Supplied text ▸
□ □ □ □ □
Convergence of SGD


By Ali Zindari

Stochastic gradient descent (SGD) is widely being used in Machine Learning (ML) and Deep Learning (DL) nowadays. This is due to the fact that computing the gradient over the full dataset is computationally expensive given the massive real-world datasets. In this regard, SGD works perfectly with much lower computations compared to GD. This algorithm samples one data point randomly at each step and updates the weights only with respect to that data point. In this blog, I will provide the convergence proof for SGD with different settings.

The goal is minimizing an objective function on a dataset of N samples.

`f(x) = \sum_{i=1}^N f_i(x)`

Here is the update rule for SGD:

`x_{t+1} = x_t - \eta_t g_t(x_t)`

Where `g_t` is the stochastic gradient at point `x_t`, `g_t = \nabla f_i(x_t)` and `\mathbb{E} [g_t] = \nabla f(x_t)`. It means that `g_t` is an unbiased estimator of the true gradient.
------------------------------------------------------------------------------------------------------------------

Proof 1: I assume that we want to minimize a function `f: \mathbb{R}^d \rightarrow \mathbb{R}` which is convex and differentiable. I also assume that `\mathbb{E}[||g_t(x_t)||^2] < G^2` and `||x_0 - x^\star||^2 < R^2`.
□ □ □ □ □
Exercise 1 ▸
In the SGD convergence text, what does SGD use at each step to update the weights?
Exercise 2 ▸
Condense the paragraph of the SGD convergence text that begins "Stochastic gradient descent (SGD) is widely" into a short bulleted list of its main facts.
Exercise 3 ▸
Continue the SGD convergence text from its final sentence.

Information provided ▸
□ □ □ □ □
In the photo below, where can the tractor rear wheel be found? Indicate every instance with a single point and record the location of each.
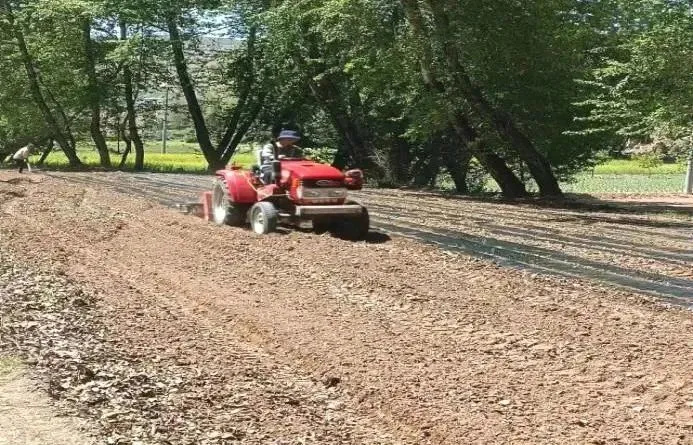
(264, 218)
(224, 211)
□ □ □ □ □
Answer 1 ▸
A single data point sampled at random.

Answer 2 ▸
- SGD is widely used in ML and DL today.
- Computing the gradient over the full dataset is expensive for massive real-world datasets.
- SGD needs far less computation than GD.
- At each step, it samples one data point at random and updates the weights using only that point.
- The blog gives convergence proofs for SGD under different settings.

Answer 3 ▸
`||x_{t+1} - x^\star||^2 = ||x_t - \eta_t g_t - x^\star||^2 = ||x_t - x^\star||^2 + \eta_t^2||g_t||^2 -2\eta_t g_t^T(x_t - x^\star) `

`\rightarrow \mathbb{E}[||x_{t+1} - x^\star||^2|x_t] = \mathbb{E}[||x_{t} - x^\star||^2|x_t] + \eta_t^2 \mathbb{E}[||g_t||^2 |x_t] -2\eta_t \mathbb{E}[g_t^T | x_t](x_t - x^\star)`

`\rightarrow \mathbb{E}[||x_{t+1} - x^\star||^2|x_t] < ||x_{t} - x^\star||^2 + \eta_t^2G^2-2\eta_t \nabla f(x_t)^T(x_t - x^\star)`

From the convexity of `f` we can say:
`f(y)>f(x) + \nabla f(x)^T(y-x) \rightarrow f(x_t)-f(x^\star)> \nabla f(x_t)^T(x_t-x^\star)`

`\rightarrow \mathbb{E}[||x_{t+1} - x^\star||^2|x_t] < ||x_{t} - x^\star||^2 + \eta_t^2G^2-2\eta_t[f(x_t) - f(x^\star)]`

`\rightarrow \mathbb{E}[||x_{t+1} - x^\star||^2 - ||x_{t} - x^\star||^2 ] < \eta_t^2G^2-2\eta_t[f(x_t) - f(x^\star)]` `\rightarrow \sum_{t=0}^{T-1} \mathbb{E}[||x_{t+1} - x^\star||^2 - ||x_{t} - x^\star||^2 ] < \sum_{t=0}^{T-1} \eta_t^2G^2- \sum_{t=0}^{T-1} 2\eta_t[f(x_t) - f(x^\star)]` `\rightarrow \mathbb{E}[||x_{T} - x^\star||^2 - ||x_{0} - x^\star||^2 ] < T \eta_t^2G^2- \sum_{t=0}^{T-1} 2\eta_t[f(x_t) - f(x^\star)]` `\rightarrow \sum_{t=0}^{T-1} 2\eta_t[f(x_t) - f(x^\star)] < T \eta_t^2G^2 + ||x_0 - x^\star||^2 - ||x_T - x^\star||^2` `\rightarrow \sum_{t=0}^{T-1} 2\eta_t[f(x_t) - f(x^\star)] < T \eta_t^2G^2 + R^2`
`\rightarrow \frac{1}{T} \sum_{t=0}^{T-1} f(x_t) - f(x^\star) < \frac{\eta_t G^2}{2} + \frac{R^2}{2\eta_t T}`

Now we take the derivative of right hand side w.r.t `\eta_t` to minimize and and find a fixed `\eta`.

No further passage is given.